Seitenauszug —

┏━━

Physik, Mathematik, Theologie bilden eine Reihe. Wenn die Physik als die erste Wissenschaft von den existierenden Dingen und Ursachen sich als unvollständig erweisen sollte, stellt sich die Frage, welche der anderen Wissenschaften als notwendige Ergänzung oder Vollendung in Frage kommt. Die Mathematik mit ihren bekannten Formen und Gesetzen oder aber die Theologie mit einer mehr oder weniger aus der Religion übernommenen Lehre von einer noch höheren Wirklichkeit oder aber die Ontologie mit ihrem Überblick über sämtliche Wirklichkeitsstufen?

Oder etwa eine poietische Wissenschaft als Anleitung zur Anfertigung von vollkommenen Dingen oder eine praktische Wissenschaft zur Verbesserung zwischenmenschlicher Verhältnisse?

 

Wohlgemerkt die beiden zuletzt genannten Möglichkeiten werden von Aristoteles gar nicht, jedenfalls hier nicht, in Erwägung gezogen – da müßte man sich vielleicht bei Nietzsche oder Kant oder ? umschauen.

┗━━

Aufgabe 1 — Welche drei Wissenschaften bilden laut dem Seitenauszug eine Reihe?

Daten der Übung —

┏━━

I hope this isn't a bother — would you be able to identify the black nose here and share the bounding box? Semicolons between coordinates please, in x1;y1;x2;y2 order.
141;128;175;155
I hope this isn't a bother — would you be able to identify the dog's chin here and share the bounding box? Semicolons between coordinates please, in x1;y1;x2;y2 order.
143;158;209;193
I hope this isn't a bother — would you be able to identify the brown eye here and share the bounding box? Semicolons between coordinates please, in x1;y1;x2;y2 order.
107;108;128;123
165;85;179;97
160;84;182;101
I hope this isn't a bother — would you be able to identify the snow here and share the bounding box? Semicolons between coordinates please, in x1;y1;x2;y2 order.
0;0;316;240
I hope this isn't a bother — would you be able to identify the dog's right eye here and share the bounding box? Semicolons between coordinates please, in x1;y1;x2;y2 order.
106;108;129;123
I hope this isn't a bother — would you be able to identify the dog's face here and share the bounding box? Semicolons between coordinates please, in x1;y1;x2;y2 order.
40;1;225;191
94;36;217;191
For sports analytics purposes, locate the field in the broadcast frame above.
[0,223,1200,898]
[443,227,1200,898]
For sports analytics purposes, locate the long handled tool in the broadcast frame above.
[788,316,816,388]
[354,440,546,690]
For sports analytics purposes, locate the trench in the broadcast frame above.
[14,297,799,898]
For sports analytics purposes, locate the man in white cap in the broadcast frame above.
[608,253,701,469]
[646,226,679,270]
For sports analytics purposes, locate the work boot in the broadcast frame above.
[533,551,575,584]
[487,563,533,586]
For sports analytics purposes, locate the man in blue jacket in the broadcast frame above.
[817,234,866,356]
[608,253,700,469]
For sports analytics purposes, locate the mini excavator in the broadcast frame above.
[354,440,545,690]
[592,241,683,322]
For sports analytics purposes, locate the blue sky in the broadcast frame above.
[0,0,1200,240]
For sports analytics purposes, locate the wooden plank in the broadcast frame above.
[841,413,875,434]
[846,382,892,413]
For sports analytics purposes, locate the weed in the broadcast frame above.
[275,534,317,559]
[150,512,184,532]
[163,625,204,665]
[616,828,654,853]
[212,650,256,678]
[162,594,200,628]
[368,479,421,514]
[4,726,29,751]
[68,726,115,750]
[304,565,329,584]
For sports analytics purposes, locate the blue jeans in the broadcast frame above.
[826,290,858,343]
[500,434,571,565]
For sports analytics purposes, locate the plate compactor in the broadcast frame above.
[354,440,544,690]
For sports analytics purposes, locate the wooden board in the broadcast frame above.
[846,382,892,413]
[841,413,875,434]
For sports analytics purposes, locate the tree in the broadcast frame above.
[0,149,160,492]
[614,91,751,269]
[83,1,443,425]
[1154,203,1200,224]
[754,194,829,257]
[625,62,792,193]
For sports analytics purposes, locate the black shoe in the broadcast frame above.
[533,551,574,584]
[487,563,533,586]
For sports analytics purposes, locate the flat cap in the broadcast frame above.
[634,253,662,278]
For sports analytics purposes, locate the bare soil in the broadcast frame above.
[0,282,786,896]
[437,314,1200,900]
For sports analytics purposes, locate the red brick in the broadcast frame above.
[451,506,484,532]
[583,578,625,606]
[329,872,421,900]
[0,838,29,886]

┗━━

Aufgabe 2 — Übertrage die Einträge ab der Zeile mit „For sports analytics purposes, locate the wooden board“ bis zum Ende der Einträge, beide Enden eingeschlossen, in eine CSV mit den Spalten „text“ und „antwort“, eine Zeile pro Eintrag. Setze jedes Feld in Anführungszeichen und ersetze Zeilenumbrüche durch Leerzeichen.

Antwort 1 — Physik, Mathematik und Theologie.

Antwort 2 —
text,antwort
"For sports analytics purposes, locate the wooden board in the broadcast frame above.","[846,382,892,413] [841,413,875,434]"
"For sports analytics purposes, locate the tree in the broadcast frame above.","[0,149,160,492] [614,91,751,269] [83,1,443,425] [1154,203,1200,224] [754,194,829,257] [625,62,792,193]"
"For sports analytics purposes, locate the black shoe in the broadcast frame above.","[533,551,574,584] [487,563,533,586]"
"For sports analytics purposes, locate the flat cap in the broadcast frame above.","[634,253,662,278]"
"For sports analytics purposes, locate the bare soil in the broadcast frame above.","[0,282,786,896] [437,314,1200,900]"
"For sports analytics purposes, locate the red brick in the broadcast frame above.","[451,506,484,532] [583,578,625,606] [329,872,421,900] [0,838,29,886]"